= DOCUMENT SEGMENT =
***

XO design goals not currently satisfied by RPM

  1. Installing by "getting from a friend"
  2. Kids can change and redistribute bundles.
    1. Kid bundles are "first class" (distributed versioning implies distributed dependencies)
  3. Don't break the world at install time
  4. Localizability in the absence of a cantralized repo
  5. Novice programmers using [Pippy]

Questions

  1. Should activities be noarch?

Wrap-up

  • Short-term -- XO format not going away because of requirements not in RPM or any other package format.
  • Other problems underneath -- development standards for activity developers. (What is testing, what is release.)
  • This is the release, pull it from git, and build an installable package == something that helps XO and RPM potentially.

Short Term outcome

  • keep the xo format and push on the activities addons infrastructure
  • fructose (a basic set of activities) will keep on being packaged for the distros (debain, fedora, ubuntu...) offers a basic system to start from
  • as fructose activities are installed by root every user on a multi-user system (school lab) have a basic system where he can not delete the core activities
  • the core system follows a release cycle and quality standard
  • show information in the UI when an activity can not be removed

Notes - other, raw

  • Giving people freedoms and guidelines are not exclusive goals
  • Reference point -- Firefox add-ons. Single platform question, then it installs; highly enables community of add-on (activity) creators.
  • XO bundles are more like Java Applets than not -- from security framework, to the idea that you are grabbing and caching a webpage for playing with later.

Transcript

Transcript of Greg DeKoenigsberg's FUDCON11 session on .xo vs .rpm packaging for Sugar Activities, 2009 Jan 10 at 13:30-14:30 in Cambridge, MA, USA. Notes (including all errors) taken by Mel Chua, edits and revisions welcomed.

***

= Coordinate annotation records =
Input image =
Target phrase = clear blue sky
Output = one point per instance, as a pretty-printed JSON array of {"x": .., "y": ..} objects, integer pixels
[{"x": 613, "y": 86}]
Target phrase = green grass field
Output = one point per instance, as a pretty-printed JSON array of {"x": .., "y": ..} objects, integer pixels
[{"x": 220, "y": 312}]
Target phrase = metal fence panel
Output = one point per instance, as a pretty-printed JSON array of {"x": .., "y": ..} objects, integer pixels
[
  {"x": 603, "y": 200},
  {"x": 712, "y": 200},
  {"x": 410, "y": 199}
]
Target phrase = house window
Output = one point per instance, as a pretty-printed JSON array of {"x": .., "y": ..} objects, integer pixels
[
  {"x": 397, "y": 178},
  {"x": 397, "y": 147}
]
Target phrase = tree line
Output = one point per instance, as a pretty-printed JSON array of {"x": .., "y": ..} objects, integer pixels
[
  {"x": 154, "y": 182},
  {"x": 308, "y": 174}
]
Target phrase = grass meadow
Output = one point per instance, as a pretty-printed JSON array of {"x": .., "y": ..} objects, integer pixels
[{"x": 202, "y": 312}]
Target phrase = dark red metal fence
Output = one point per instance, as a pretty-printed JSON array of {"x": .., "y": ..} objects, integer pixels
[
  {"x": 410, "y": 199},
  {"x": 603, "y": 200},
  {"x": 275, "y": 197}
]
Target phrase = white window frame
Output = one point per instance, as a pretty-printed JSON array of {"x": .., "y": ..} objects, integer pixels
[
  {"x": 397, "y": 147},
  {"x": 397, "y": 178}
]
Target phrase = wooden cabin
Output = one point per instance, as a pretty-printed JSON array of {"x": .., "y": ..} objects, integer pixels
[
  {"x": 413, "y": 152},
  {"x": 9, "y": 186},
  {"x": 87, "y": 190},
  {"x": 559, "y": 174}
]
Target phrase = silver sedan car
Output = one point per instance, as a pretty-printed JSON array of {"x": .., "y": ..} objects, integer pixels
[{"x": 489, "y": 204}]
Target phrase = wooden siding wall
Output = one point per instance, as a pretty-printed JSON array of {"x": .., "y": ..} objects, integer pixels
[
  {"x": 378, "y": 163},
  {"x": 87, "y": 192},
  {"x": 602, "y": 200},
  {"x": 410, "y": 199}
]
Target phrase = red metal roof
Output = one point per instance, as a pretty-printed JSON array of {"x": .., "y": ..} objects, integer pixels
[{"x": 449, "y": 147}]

***

= REQUIRED TASKS =
[1] What do the packaging session notes say fructose is?
[2] Summarize the packaging session notes in two sentences.
[3] Reproduce the part of the packaging session notes that begins at the words "3. Don't break" and stops after "what is release.)".

= TASK RESULTS =
[1] Fructose is a basic set of activities.

[2] The notes list XO design goals that RPM does not currently satisfy, including installing by "getting from a friend" and letting kids change and redistribute bundles. The short-term outcome is to keep the xo format and push on the activities add-ons infrastructure, while fructose, a basic set of activities, keeps being packaged for the distros.

[3]
3. Don't break the world at install time
  4. Localizability in the absence of a cantralized repo
  5. Novice programmers using [Pippy]

Questions

  1. Should activities be noarch?

Wrap-up

  • Short-term -- XO format not going away because of requirements not in RPM or any other package format.
  • Other problems underneath -- development standards for activity developers. (What is testing, what is release.)